◆ Aim 1: In the std.algorithm.iteration.each documentation, what type must fun return to allow early stopping?
◆ Aim 2: Reproduce the part of the std.algorithm.iteration.each documentation between "Template std.algorithm.iteration.each" and "iteration).", inclusive, word for word.

◆ Text block:
Template std.algorithm.iteration.each
Eagerly iterates over r and calls fun with each element.
template each(alias fun)
;
If no function to call is specified, each defaults to doing nothing but
consuming the entire range. r will be evaluated, but that can be avoided
by specifying a lambda with a lazy parameter.
each also supports opApply-based types, so it works with e.g. parallel.
Normally the entire range is iterated. If partial iteration (early stopping) is
desired, fun needs to return a value of type Flag!"each" (Yes to continue iteration, or No to stop
iteration).
Contained Functions
| Name | Description |
|---|---|
| each |
Parameters
| Name | Description |
|---|---|
| fun | function to apply to each element of the range |
| r | range or iterable over which each iterates |
Returns
Yes if the entire range was iterated, No in case of early
stopping.

◆ Dataset content:

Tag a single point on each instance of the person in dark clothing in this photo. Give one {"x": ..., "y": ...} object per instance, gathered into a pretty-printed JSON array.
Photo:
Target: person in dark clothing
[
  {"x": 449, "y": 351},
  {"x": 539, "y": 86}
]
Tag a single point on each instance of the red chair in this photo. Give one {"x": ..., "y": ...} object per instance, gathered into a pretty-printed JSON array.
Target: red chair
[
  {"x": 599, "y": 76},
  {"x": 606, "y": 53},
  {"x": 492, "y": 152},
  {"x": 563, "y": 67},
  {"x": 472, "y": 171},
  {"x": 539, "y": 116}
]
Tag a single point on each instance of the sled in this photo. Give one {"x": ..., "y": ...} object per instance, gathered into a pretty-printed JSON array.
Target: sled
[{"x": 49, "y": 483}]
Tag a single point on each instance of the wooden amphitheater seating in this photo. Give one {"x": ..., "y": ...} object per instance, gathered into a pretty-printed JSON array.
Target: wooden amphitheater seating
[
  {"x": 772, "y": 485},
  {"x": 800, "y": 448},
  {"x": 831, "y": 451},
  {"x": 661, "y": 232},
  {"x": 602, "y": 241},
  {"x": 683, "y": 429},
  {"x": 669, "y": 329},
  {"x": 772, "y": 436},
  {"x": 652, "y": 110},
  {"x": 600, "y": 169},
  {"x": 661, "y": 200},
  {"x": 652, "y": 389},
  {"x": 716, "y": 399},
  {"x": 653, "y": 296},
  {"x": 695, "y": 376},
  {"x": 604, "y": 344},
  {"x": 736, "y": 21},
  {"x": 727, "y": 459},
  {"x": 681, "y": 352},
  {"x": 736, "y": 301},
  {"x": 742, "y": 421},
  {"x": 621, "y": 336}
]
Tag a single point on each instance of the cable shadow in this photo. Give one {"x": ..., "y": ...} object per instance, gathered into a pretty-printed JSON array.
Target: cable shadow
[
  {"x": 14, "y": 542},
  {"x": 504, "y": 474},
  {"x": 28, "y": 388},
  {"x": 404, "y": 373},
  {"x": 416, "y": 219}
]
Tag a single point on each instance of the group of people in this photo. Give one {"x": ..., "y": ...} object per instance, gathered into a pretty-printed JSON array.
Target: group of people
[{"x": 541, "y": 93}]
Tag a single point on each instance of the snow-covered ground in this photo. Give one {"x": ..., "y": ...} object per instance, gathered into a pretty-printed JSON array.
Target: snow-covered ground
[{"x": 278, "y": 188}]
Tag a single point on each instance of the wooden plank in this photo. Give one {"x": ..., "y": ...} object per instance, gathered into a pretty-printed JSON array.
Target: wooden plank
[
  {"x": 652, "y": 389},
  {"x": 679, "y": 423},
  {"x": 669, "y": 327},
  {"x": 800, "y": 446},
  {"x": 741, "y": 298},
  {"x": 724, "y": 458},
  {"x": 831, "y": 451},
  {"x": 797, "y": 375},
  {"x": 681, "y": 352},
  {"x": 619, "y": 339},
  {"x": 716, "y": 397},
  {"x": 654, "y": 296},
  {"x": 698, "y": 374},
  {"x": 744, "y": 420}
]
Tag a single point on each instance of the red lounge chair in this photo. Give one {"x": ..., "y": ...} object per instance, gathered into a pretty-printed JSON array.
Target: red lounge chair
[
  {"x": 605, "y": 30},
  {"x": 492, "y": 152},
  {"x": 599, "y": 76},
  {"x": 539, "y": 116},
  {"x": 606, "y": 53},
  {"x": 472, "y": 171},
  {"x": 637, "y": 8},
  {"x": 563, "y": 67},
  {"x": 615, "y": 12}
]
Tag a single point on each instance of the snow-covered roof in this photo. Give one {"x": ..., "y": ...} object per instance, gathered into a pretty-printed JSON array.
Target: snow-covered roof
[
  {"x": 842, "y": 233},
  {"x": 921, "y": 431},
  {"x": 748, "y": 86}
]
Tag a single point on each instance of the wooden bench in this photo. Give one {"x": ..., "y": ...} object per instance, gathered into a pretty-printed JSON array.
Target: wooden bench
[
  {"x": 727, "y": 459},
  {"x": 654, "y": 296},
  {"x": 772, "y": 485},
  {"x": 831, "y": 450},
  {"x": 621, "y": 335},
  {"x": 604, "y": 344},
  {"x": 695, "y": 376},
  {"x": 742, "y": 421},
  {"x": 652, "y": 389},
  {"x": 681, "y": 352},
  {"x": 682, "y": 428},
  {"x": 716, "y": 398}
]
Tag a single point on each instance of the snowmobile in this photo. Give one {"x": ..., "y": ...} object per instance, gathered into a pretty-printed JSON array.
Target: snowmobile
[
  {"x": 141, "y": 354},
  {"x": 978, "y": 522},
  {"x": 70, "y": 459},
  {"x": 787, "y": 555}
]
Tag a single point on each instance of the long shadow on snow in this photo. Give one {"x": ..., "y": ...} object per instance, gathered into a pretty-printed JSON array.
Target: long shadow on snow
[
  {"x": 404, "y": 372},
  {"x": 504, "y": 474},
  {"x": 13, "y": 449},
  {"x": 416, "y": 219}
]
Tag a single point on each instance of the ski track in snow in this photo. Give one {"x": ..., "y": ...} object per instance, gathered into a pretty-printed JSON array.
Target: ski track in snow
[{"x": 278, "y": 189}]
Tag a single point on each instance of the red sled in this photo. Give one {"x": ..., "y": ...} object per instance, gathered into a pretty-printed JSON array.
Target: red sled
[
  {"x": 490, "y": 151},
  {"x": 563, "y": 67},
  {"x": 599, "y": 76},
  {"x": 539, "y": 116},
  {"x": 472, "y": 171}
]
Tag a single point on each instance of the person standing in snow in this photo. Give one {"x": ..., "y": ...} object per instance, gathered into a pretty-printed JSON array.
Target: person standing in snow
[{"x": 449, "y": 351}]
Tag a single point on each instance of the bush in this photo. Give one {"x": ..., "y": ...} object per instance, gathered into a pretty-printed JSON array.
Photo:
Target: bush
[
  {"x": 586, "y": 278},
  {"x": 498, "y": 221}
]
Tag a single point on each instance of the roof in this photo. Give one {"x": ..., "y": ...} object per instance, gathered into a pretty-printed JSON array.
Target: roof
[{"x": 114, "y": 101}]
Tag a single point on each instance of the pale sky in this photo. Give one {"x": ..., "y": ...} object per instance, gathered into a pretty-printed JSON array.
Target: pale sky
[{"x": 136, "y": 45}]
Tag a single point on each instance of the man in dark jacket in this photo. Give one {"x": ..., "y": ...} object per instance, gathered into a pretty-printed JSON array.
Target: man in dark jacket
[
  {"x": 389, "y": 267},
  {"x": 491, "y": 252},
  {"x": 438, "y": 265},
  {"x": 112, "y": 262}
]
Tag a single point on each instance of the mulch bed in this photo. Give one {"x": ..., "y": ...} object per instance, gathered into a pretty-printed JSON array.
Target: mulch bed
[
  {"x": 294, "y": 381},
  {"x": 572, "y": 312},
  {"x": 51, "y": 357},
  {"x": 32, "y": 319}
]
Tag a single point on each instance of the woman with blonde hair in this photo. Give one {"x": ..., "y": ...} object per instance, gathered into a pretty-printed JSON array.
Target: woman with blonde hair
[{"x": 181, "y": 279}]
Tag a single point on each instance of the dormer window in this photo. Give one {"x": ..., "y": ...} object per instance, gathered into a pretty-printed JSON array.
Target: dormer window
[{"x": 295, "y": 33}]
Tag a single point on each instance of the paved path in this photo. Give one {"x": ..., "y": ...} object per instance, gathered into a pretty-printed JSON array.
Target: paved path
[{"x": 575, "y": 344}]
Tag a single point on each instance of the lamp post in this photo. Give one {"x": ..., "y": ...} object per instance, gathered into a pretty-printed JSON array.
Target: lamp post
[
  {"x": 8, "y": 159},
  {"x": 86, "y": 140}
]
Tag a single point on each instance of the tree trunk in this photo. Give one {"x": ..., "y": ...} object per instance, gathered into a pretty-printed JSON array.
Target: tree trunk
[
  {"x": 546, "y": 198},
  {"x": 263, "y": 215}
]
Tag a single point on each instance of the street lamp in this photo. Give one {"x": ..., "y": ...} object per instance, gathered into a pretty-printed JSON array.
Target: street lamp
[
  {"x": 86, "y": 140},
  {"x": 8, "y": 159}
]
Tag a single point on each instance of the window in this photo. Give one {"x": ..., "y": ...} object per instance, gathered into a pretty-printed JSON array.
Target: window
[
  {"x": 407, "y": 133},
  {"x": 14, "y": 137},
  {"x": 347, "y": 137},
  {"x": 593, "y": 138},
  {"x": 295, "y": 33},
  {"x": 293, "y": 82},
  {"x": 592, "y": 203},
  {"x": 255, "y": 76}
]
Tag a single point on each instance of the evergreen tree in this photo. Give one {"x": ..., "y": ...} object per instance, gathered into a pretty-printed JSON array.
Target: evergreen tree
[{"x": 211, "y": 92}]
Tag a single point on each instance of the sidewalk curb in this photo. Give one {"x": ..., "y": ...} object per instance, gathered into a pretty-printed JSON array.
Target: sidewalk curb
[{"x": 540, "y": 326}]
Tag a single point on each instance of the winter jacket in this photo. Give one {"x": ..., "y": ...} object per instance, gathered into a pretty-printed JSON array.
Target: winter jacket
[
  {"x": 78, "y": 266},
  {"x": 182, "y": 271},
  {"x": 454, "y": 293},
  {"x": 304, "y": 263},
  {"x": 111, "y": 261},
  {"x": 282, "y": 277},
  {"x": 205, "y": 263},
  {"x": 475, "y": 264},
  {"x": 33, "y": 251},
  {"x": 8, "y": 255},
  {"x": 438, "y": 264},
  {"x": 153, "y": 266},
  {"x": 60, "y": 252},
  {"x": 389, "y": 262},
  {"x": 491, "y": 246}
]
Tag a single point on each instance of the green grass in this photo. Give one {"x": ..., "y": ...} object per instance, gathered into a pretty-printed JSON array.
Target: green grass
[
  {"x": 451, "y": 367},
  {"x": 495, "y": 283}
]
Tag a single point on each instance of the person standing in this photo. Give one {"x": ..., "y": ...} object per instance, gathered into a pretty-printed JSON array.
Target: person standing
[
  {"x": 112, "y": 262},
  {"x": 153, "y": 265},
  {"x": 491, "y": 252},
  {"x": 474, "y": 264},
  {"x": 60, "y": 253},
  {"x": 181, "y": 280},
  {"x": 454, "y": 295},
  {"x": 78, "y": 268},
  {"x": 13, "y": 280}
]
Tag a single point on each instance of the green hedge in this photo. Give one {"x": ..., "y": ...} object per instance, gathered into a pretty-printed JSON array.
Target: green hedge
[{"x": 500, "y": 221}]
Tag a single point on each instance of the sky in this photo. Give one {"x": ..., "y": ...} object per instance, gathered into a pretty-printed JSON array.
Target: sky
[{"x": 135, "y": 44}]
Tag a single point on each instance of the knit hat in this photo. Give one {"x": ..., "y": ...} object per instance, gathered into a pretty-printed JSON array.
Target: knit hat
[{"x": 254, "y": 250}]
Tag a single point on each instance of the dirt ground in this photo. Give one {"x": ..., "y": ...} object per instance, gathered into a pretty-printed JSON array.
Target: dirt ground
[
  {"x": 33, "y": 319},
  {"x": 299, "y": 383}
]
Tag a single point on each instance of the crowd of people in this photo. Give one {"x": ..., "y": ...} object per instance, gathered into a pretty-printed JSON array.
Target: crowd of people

◆ Task response 1: A value of type Flag!"each", with Yes to continue iteration and No to stop it.

◆ Task response 2:
Template std.algorithm.iteration.each
Eagerly iterates over r and calls fun with each element.
template each(alias fun)
;
If no function to call is specified, each defaults to doing nothing but
consuming the entire range. r will be evaluated, but that can be avoided
by specifying a lambda with a lazy parameter.
each also supports opApply-based types, so it works with e.g. parallel.
Normally the entire range is iterated. If partial iteration (early stopping) is
desired, fun needs to return a value of type Flag!"each" (Yes to continue iteration, or No to stop
iteration).